§ **DIRECTIONS FOR THIS TASK**:
Edit the data below by replacing every "Target" with "Object". Leave everything else unchanged.

[Saved entries]
──────────

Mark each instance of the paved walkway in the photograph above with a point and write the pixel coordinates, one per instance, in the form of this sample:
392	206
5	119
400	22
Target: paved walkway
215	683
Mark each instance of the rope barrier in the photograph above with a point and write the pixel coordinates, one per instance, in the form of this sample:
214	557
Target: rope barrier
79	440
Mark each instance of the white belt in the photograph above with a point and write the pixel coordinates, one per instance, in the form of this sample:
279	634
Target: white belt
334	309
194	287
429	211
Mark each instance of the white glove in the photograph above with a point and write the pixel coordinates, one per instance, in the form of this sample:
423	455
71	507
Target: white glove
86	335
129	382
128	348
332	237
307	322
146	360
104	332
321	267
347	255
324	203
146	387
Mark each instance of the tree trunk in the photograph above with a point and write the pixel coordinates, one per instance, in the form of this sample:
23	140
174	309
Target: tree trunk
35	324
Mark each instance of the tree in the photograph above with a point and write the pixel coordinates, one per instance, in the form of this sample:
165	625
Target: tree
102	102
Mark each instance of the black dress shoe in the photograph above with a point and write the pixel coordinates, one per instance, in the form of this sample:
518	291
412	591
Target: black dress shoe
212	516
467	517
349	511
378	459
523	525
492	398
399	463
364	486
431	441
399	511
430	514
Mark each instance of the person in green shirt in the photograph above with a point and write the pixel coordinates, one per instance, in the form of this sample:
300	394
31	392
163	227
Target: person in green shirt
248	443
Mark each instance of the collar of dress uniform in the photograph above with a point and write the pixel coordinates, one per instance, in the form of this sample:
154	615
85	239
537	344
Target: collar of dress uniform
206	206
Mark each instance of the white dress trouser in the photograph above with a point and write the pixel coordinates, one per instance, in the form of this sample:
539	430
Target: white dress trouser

──────────

§ **COMPLETE RESPONSE**:
Mark each instance of the paved walkway in the photograph above with a point and write the pixel coordinates, one per instance, in the form of this sample:
392	206
5	119
400	22
Object: paved walkway
215	683
Mark each instance of the rope barrier in the photograph above with a point and write the pixel coordinates, one per instance, in the form of this sample:
214	557
Object: rope barrier
79	440
Mark each instance of the white belt in the photograph above with a point and write the pixel coordinates, one per instance, in the form of this sample:
279	634
Object: white belt
334	309
194	287
429	211
Mark each instance of the white glove in the photograph above with a point and write the pixel coordinates, one per instance, in the form of this sample:
423	455
71	507
Object: white glove
86	335
129	382
128	348
332	237
307	322
146	360
104	332
321	267
347	255
324	203
146	387
Mark each instance of the tree trunk in the photograph above with a point and write the pixel coordinates, one per instance, in the form of this sample:
23	140
174	309
Object: tree trunk
35	324
Mark each instance of the tree in the photograph above with a point and write the pixel coordinates, one per instance, in the form of this sample:
165	625
Object: tree
102	102
Mark each instance of the black dress shoe in the photograph above with a point and write the pixel coordinates, one per instance, in the form of this sample:
518	291
412	591
Object: black dress shoe
212	516
467	517
349	511
378	459
523	525
492	398
399	463
364	486
431	441
399	511
430	514
Mark each instance of the person in green shirt in the photograph above with a point and write the pixel coordinates, one per instance, in the form of this sample:
300	394
31	392
163	227
Object: person in green shirt
248	443
Mark each instance of the collar of dress uniform in the photograph above with a point and write the pixel coordinates, one per instance, in the form of this sample:
154	615
85	239
537	344
Object: collar of dress uniform
206	206
Mark each instance of the white dress trouser in the photograph above with a point and write the pixel coordinates, one per instance, in the form of this sample:
539	430
Object: white dress trouser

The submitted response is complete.